**DOCUMENT PASSAGE:**
[START]
1



I wrote the stored procedure below for the purposes of reading a comma delimited file that is moved onto the server ("DIR" folder), and when script is executed, it essentially parses the file (.csv), and assigns the data to its respective variables (xJOB_ID, xCTRL_ID, xACCT_SEC, xCREATEDON_DATE) such that I can insert the data into a table.

I am using Oracle SQL Developer version 4.0.0.13 in a Windows 7 environment. Fortunately, after banging my head on the table a couple of times the code works and I have not had any issues running the script.

Example format of the file:
1111, 2, T, 10/10/2000
2222, 12345, U, 10/10/2001
5555, 123, S, 10/10/1999

MY QUESTION: I found a little difficulty using the SUBSTRING & INSTRING functions to parse the data and wanted to know how can I improve the script so that in the event some debugging was needed, it can be easily resolved for someone that did not write the stored procedure.
[END]
**WORK REQUIRED:** Copy the Oracle stored procedure post from "Example format of" up to and including "the stored procedure.", renaming "script" to "code" throughout.

**DATA EXTRACT:**
[START]
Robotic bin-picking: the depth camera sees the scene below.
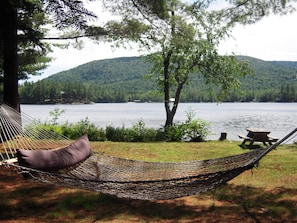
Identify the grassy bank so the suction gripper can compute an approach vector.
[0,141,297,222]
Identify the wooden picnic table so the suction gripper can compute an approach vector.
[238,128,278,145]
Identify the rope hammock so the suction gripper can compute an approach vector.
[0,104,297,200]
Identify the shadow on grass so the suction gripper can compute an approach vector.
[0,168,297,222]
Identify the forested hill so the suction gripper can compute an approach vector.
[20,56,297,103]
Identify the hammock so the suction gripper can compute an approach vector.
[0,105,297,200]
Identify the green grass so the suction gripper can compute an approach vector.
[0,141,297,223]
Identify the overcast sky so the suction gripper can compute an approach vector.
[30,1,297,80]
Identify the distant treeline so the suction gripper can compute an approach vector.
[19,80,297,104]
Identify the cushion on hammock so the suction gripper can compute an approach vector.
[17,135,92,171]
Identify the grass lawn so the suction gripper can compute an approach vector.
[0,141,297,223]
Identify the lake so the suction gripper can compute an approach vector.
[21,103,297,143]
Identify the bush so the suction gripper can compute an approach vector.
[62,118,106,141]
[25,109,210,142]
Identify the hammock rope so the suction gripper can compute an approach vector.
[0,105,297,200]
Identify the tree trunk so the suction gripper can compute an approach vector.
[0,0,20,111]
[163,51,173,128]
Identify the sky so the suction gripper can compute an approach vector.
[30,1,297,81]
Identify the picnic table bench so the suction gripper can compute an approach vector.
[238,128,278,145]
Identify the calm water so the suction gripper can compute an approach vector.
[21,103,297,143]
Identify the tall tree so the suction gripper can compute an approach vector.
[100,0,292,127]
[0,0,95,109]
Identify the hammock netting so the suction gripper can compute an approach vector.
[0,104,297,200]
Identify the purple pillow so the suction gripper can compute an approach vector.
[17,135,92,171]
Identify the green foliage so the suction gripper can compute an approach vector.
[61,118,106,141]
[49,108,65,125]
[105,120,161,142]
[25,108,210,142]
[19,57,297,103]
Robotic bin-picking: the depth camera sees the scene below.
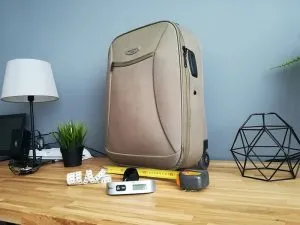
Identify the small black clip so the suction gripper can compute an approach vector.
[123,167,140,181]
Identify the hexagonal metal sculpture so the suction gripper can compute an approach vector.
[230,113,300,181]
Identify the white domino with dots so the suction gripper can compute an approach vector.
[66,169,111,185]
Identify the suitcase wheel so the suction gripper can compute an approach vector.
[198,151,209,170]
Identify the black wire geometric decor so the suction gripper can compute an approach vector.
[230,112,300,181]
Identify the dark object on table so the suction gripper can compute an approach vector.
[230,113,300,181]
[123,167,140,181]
[END]
[START]
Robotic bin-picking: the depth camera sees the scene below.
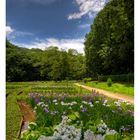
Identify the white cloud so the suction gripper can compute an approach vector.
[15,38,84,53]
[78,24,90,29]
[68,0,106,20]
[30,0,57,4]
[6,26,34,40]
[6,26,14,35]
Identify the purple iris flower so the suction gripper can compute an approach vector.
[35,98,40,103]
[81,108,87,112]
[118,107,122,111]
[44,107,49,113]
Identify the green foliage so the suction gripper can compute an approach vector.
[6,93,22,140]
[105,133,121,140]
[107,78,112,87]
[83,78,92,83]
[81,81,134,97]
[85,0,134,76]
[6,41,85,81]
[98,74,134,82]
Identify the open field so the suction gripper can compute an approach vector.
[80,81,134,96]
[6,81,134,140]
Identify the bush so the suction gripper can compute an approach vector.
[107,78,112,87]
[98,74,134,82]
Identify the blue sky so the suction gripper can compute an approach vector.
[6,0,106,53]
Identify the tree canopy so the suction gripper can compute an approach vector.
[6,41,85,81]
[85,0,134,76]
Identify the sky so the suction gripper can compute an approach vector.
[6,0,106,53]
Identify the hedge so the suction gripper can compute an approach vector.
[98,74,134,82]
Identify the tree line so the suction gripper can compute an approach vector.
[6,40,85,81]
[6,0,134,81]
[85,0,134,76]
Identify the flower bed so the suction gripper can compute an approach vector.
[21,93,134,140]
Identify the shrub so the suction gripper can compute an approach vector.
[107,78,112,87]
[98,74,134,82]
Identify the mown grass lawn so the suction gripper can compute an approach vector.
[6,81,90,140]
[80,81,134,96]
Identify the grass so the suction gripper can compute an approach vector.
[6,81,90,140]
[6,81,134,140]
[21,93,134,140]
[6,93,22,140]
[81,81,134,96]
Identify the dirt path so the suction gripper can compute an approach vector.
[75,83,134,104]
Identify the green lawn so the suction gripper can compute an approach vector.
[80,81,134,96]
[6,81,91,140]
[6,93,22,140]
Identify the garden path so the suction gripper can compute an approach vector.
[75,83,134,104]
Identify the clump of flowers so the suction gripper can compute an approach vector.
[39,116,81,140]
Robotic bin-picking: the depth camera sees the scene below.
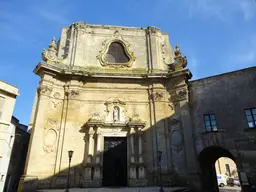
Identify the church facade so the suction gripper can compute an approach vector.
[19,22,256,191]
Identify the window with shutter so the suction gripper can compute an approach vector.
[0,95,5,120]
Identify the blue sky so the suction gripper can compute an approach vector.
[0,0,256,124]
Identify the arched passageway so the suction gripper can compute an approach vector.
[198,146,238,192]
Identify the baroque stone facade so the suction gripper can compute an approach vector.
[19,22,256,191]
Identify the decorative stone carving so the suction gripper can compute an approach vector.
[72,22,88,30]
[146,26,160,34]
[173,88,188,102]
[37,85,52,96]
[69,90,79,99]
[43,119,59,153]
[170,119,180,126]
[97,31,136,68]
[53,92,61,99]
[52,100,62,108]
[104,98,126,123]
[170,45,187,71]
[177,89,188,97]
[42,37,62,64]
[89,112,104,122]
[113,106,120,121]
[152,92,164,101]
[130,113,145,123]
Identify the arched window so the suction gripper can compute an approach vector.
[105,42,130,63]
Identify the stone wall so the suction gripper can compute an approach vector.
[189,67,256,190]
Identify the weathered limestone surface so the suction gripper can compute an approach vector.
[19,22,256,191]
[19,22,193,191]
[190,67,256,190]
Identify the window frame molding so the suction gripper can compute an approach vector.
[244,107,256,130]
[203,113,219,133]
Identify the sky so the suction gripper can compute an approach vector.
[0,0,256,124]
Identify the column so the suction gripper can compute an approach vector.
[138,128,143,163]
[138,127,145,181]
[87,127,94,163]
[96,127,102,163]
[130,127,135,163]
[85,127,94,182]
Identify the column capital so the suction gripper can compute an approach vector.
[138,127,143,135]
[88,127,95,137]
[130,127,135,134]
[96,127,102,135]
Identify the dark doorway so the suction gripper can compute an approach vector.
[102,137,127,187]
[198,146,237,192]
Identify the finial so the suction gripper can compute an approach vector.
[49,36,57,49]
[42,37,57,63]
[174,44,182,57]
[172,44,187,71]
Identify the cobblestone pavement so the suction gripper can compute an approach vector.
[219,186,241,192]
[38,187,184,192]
[END]
[START]
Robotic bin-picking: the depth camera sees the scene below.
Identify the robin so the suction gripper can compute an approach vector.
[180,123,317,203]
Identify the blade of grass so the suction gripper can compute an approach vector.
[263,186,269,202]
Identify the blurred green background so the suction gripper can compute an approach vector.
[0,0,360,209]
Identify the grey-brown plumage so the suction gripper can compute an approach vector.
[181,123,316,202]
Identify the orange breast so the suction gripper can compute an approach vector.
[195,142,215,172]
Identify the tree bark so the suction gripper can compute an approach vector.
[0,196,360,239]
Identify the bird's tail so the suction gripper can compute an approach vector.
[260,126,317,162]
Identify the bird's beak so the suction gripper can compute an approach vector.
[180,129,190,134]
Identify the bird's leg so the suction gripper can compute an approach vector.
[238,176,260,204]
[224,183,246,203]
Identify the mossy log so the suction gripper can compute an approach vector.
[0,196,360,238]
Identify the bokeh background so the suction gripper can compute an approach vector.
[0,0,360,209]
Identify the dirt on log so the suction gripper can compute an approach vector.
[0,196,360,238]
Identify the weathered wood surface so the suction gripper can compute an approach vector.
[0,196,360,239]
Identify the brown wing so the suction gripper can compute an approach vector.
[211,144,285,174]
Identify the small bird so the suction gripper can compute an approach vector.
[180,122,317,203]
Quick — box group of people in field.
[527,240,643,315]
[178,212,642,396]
[END]
**OUTPUT OF THE TASK:**
Example format of the file:
1111, 2, T, 10/10/2000
2222, 12345, U, 10/10/2001
5555, 123, S, 10/10/1999

MY QUESTION: I found a little difficulty using the SUBSTRING & INSTRING functions to parse the data and wanted to know how can I improve the code so that in the event some debugging was needed, it can be easily resolved for someone that did not write the stored procedure.